* **Extrahierter Text**:

::::

Ihr Tonfall hätte nicht weniger schockiert sein können, wenn Lothar Matthäus, Desiree Nick oder Evelyn Burdecki Spitzenkandidat/in für die Grünen geworden wären. Habeck! Was der sich einbilde!
Bekanntlich bin ich seit mehr als drei Dekaden SPD-Parteigenosse, aber in so einem Fall verteidige ich natürlich den Grünen und entgegnete ohne zu zögern, „finde ich gut! Ich hoffe, er wird Kanzler!“ Daraufhin musste sie sich erst mal setzen.
Zur Erläuterung: Sie hatte als Ladenbesitzerin bei der Bundestagswahl 2021 FDP gewählt, weil sie fand, es müsse endlich auch mal jemand an die Wirtschaft denken!
Vor drei Jahren war ich damit gescheitert, ihr den Unsinn auszureden, konnte mir aber seither nicht verkneifen, immer mal wieder darauf hinzuweisen, daß meine Prophezeiungen über die korrupte Chaos-FDP voll eingetroffen sind, während ihre damaligen Erwartungen an die gelbe Pest alle enttäuscht wurden.
Sie weiß, daß ich neuerdings einen deutschen Pass habe und 2025 erstmals an der Bundestagswahl teilnehmen werde. Und SPD wählen werde. In dem Punkt werden wir uns sowieso nicht einig, weil ich aus ihrer Sicht reiner Theoretiker bin und sie als Unternehmerin – also in der Praxis des Lebens stehend – nicht SPD wählen könne.
Das versuchte ich auch gar nicht erst, sondern hämmerte „wen willst Du denn bitte sonst wählen? Wen findest Du denn so viel besser als Habeck?“
Mir war schon klar; als Einwanderin und emanzipierte Frau, käme Merz oder noch weiter rechts nicht in Frage für sie. Die FDP verbrannt. Die Grünen sind an allem Schuld. Und die SPD will sie sowieso nicht, weil die mit dem doofen Lauterbach bei Corona fast ihr Geschäft kaputt gemacht hätten und Scholz könne sie schon dreimal nicht leiden. Dieser Autist. Wie überheblich der schon immer grinse!
Ich wollte sie aber nicht vom Haken lassen und presste hart: Also WEN denn nun? Irgendeinen musst du ja wählen!
Derart in die Ecke getrieben, wiederholte sie zunehmend verzweifelt „ich weiß es nicht! Ich weiß es echt nicht!“
An dieser Stelle folgt üblicherweise eine Litanei über das miese Personal in der heutigen politischen Szene. Wie viel besser es früher gewesen wäre, als wir noch echte Typen hatten. Charakterköpfe. Strauß, Scheel, Schiller, Brandt, Bahr, Schmidt, Wehner. Solche Typen gäbe es gar nicht mehr.

::::

* **Daten**:

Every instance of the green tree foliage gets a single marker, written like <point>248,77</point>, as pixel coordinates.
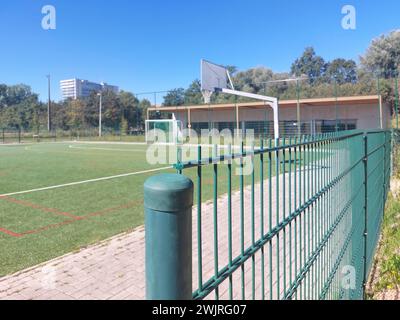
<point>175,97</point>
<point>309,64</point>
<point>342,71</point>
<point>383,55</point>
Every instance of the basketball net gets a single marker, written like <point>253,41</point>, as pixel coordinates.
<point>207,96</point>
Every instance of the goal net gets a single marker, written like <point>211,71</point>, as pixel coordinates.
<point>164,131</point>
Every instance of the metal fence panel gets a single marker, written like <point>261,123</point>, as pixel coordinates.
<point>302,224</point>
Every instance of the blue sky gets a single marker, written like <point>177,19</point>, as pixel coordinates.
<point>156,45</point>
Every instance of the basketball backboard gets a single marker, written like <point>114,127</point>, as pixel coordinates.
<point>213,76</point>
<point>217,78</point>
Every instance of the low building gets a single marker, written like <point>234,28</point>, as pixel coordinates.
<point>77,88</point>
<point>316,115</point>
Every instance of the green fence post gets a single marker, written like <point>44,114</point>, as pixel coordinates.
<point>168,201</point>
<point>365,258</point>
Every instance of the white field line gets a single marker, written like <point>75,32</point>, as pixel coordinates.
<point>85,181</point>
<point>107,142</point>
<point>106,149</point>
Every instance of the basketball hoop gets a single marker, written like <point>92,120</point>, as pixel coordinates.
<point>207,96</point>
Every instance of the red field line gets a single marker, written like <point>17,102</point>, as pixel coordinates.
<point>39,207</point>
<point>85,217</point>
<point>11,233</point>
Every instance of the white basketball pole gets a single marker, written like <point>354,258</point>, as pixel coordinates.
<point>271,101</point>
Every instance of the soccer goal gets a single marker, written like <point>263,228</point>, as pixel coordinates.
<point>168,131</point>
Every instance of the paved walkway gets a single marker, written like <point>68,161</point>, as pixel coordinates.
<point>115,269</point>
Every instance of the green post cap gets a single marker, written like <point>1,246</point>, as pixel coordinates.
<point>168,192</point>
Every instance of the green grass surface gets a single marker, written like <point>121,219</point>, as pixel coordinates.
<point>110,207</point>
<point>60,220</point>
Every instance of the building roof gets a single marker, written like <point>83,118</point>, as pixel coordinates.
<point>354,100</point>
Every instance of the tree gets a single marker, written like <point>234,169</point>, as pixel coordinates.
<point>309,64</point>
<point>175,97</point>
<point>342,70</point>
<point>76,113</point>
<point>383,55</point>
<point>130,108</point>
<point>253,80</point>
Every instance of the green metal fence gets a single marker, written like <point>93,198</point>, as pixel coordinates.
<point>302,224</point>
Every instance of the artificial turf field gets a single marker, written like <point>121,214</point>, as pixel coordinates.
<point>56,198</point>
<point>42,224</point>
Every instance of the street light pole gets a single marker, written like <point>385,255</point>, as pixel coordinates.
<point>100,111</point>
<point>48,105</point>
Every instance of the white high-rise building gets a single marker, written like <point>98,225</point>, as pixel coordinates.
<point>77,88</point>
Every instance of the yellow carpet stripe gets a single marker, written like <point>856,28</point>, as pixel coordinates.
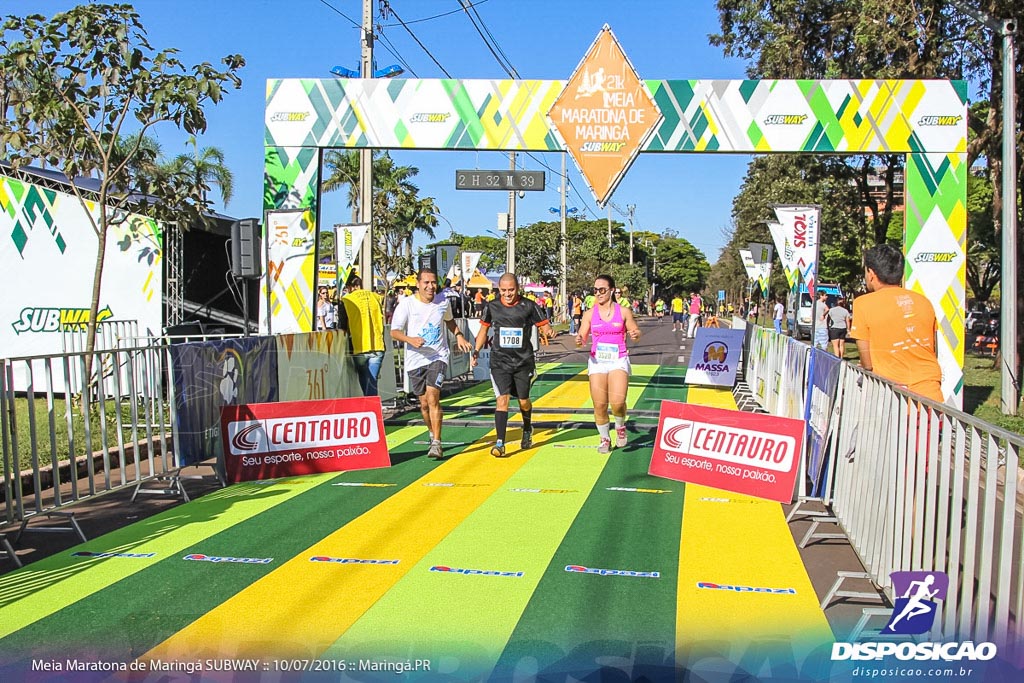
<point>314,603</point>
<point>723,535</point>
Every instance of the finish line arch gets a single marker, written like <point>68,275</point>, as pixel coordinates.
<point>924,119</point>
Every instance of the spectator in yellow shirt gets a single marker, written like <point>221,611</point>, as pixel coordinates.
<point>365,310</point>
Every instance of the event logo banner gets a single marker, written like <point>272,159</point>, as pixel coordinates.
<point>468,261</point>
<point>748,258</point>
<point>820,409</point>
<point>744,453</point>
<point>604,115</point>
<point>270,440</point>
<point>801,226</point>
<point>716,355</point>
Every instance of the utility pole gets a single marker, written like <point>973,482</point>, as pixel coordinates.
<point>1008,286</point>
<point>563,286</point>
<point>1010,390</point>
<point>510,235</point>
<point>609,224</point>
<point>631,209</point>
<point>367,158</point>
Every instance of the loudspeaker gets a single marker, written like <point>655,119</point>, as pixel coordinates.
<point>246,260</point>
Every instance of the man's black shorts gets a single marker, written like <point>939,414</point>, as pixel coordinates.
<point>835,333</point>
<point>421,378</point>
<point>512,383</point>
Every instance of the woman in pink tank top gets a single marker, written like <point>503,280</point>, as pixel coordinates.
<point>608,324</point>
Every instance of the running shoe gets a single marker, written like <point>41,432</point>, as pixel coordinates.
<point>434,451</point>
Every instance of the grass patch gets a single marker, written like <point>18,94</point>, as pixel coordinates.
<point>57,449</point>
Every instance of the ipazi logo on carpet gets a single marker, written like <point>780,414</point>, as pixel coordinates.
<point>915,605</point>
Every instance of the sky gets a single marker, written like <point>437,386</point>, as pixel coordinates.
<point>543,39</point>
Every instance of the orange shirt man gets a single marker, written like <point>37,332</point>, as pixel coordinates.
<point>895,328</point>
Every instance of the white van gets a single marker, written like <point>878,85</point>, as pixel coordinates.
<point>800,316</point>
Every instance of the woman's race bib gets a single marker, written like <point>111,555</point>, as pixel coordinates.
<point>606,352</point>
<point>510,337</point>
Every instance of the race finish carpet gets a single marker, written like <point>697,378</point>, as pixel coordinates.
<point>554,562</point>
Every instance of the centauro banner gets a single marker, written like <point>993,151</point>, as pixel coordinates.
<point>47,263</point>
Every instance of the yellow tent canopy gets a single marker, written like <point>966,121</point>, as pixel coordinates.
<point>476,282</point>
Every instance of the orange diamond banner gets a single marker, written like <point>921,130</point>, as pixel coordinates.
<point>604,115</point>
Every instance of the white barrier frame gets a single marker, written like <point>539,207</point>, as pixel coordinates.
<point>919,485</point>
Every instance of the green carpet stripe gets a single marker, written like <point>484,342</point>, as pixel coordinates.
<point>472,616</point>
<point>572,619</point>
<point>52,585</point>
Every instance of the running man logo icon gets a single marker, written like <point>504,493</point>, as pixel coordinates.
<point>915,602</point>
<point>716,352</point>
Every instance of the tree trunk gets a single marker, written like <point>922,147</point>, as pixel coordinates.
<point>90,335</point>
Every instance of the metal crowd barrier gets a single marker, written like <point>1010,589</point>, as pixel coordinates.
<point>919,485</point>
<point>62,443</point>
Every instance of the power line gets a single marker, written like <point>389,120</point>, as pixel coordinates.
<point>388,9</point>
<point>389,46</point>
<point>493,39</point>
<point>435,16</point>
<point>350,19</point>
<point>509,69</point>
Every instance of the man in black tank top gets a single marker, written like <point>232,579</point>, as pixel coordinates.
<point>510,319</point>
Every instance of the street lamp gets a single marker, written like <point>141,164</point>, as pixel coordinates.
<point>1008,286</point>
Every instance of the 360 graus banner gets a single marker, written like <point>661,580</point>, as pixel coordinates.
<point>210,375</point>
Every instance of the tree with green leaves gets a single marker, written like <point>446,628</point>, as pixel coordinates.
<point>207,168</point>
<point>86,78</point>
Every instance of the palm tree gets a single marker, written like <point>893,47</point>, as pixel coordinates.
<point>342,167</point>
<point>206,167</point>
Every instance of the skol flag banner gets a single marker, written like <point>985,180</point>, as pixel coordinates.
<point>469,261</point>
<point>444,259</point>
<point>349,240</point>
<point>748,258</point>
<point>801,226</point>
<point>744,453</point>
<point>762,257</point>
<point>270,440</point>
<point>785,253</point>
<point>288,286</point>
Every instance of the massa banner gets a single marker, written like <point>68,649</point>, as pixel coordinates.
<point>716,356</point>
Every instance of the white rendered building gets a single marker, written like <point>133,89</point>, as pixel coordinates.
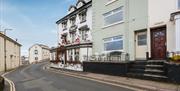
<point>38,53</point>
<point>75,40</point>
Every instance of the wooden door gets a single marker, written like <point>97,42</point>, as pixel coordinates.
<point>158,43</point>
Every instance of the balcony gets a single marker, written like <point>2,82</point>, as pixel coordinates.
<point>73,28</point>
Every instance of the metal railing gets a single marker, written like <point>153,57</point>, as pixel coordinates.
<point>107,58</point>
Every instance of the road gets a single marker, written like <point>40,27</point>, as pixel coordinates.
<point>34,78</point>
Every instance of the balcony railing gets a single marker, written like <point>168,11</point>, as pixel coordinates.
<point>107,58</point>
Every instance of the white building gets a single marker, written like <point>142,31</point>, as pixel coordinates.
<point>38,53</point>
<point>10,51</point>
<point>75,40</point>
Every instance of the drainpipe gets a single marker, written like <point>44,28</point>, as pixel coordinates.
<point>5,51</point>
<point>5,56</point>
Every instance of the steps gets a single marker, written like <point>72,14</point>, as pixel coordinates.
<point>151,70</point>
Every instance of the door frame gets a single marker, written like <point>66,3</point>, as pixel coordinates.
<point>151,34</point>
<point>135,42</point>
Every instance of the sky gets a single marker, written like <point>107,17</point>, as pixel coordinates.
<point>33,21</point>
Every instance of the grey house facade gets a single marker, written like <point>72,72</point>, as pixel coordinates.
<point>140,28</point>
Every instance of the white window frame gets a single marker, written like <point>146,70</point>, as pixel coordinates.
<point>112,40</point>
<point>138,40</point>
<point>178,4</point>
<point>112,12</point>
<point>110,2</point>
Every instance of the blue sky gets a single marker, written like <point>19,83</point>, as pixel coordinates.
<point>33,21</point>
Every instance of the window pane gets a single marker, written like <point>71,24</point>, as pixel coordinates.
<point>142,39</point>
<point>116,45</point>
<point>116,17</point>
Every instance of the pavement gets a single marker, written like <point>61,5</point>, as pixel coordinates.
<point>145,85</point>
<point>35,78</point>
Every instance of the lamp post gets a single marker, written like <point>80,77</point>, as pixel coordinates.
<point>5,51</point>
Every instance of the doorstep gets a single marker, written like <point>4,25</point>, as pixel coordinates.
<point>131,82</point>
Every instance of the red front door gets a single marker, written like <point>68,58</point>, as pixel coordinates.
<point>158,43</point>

::::

* **Aufgabe A**: Welche Partei hat die Ladenbesitzerin laut dem extrahierten Text bei der Bundestagswahl 2021 gewählt?
* **Aufgabe B**: Wähle aus den Einträgen jede Zeile aus, in der das Wort „line“ vorkommt. Groß- und Kleinschreibung muss dabei übereinstimmen.

* **Antwort A**: Die FDP.

* **Antwort B**:
Every instance of the white field line gets a single marker, written like <point>75,32</point>, as pixel coordinates.
Every instance of the red field line gets a single marker, written like <point>17,102</point>, as pixel coordinates.
Every instance of the finish line arch gets a single marker, written like <point>68,275</point>, as pixel coordinates.
Every instance of the power line gets a single marker, written like <point>389,120</point>, as pixel coordinates.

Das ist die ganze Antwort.